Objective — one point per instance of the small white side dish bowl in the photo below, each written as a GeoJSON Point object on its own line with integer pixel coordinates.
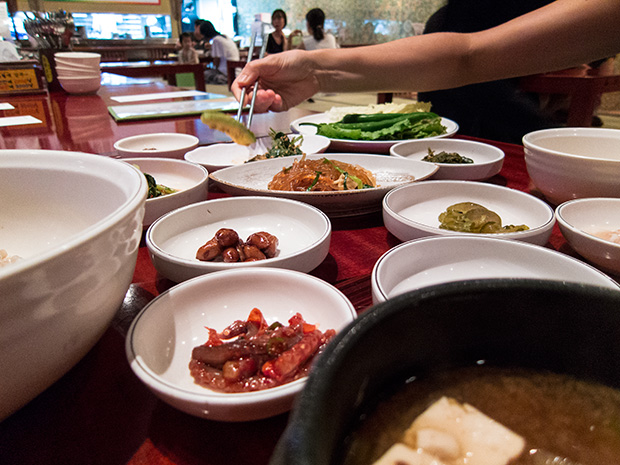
{"type": "Point", "coordinates": [581, 219]}
{"type": "Point", "coordinates": [162, 336]}
{"type": "Point", "coordinates": [189, 179]}
{"type": "Point", "coordinates": [412, 211]}
{"type": "Point", "coordinates": [443, 259]}
{"type": "Point", "coordinates": [218, 156]}
{"type": "Point", "coordinates": [75, 219]}
{"type": "Point", "coordinates": [487, 159]}
{"type": "Point", "coordinates": [573, 163]}
{"type": "Point", "coordinates": [303, 233]}
{"type": "Point", "coordinates": [80, 85]}
{"type": "Point", "coordinates": [166, 145]}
--------------------------------------------------
# [Exercise prompt]
Every line of the material is to be quoted exactly, with no pictures carried over.

# [Task solution]
Objective — one point per instance of the small white side dish bowl in the photo below, each written as a GeoJSON Point object on its own line with integer pixel coordinates.
{"type": "Point", "coordinates": [581, 219]}
{"type": "Point", "coordinates": [162, 336]}
{"type": "Point", "coordinates": [189, 179]}
{"type": "Point", "coordinates": [412, 211]}
{"type": "Point", "coordinates": [443, 259]}
{"type": "Point", "coordinates": [218, 156]}
{"type": "Point", "coordinates": [75, 219]}
{"type": "Point", "coordinates": [487, 159]}
{"type": "Point", "coordinates": [573, 163]}
{"type": "Point", "coordinates": [303, 233]}
{"type": "Point", "coordinates": [80, 85]}
{"type": "Point", "coordinates": [166, 145]}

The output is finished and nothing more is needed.